Tugas yang Dikerjakan → Masukkan setiap baris catatan, mulai dari baris yang memuat "the rear tire?" sampai akhir catatan, ke dalam tabel Markdown berkolom "No." dan "Baris". Baris kosong tidak dimasukkan.
──────── Catatan yang Disediakan
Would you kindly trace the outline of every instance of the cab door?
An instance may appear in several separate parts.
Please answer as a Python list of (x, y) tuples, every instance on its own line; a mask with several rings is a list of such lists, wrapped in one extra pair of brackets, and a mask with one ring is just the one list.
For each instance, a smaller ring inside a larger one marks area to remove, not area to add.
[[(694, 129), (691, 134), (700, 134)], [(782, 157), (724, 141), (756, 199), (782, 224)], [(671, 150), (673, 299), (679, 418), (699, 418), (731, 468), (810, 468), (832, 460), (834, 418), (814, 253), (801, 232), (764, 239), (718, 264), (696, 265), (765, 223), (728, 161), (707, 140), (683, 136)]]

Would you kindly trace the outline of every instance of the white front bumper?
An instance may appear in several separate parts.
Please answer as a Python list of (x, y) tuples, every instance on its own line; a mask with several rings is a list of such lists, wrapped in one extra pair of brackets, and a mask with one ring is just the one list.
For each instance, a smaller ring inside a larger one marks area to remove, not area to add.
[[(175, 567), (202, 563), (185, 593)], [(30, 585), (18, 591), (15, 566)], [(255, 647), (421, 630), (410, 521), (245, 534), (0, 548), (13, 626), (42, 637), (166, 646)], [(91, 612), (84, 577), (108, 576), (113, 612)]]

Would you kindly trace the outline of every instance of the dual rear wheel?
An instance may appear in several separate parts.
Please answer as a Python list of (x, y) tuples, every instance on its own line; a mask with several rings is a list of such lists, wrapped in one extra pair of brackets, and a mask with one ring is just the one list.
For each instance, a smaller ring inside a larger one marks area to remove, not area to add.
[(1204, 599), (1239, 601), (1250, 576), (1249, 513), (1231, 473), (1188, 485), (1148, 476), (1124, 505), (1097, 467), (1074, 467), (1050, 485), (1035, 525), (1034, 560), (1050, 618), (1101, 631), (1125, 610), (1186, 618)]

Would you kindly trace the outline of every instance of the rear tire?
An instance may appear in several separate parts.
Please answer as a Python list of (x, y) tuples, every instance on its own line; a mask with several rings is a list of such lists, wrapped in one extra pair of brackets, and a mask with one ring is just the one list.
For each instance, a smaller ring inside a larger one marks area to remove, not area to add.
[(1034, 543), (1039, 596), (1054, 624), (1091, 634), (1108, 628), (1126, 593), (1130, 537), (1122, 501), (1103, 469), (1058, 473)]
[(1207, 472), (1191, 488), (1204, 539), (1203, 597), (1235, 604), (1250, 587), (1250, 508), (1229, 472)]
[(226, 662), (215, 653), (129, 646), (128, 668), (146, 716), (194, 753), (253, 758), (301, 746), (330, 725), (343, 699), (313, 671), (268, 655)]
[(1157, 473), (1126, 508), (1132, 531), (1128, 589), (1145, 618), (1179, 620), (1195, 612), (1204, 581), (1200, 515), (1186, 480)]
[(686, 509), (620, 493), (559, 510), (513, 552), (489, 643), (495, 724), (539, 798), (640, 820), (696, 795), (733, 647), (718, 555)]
────────────────
Jawaban Tertulis →
| No. | Baris |
|---|---|
| 1 | Would you kindly trace the outline of every instance of the rear tire? |
| 2 | An instance may appear in several separate parts. |
| 3 | Please answer as a Python list of (x, y) tuples, every instance on its own line; a mask with several rings is a list of such lists, wrapped in one extra pair of brackets, and a mask with one ring is just the one list. |
| 4 | For each instance, a smaller ring inside a larger one marks area to remove, not area to add. |
| 5 | [(1034, 543), (1039, 596), (1054, 624), (1091, 634), (1108, 628), (1126, 593), (1130, 537), (1122, 501), (1103, 469), (1058, 473)] |
| 6 | [(1207, 472), (1191, 488), (1204, 539), (1203, 597), (1235, 604), (1250, 587), (1250, 508), (1229, 472)] |
| 7 | [(226, 662), (215, 653), (129, 646), (128, 668), (146, 716), (194, 753), (253, 758), (301, 746), (330, 725), (343, 699), (313, 671), (268, 655)] |
| 8 | [(1157, 473), (1126, 508), (1132, 531), (1128, 589), (1145, 618), (1179, 620), (1195, 612), (1204, 581), (1200, 515), (1186, 480)] |
| 9 | [(686, 509), (620, 493), (559, 510), (513, 552), (489, 643), (495, 724), (539, 798), (640, 820), (696, 795), (733, 647), (718, 555)] |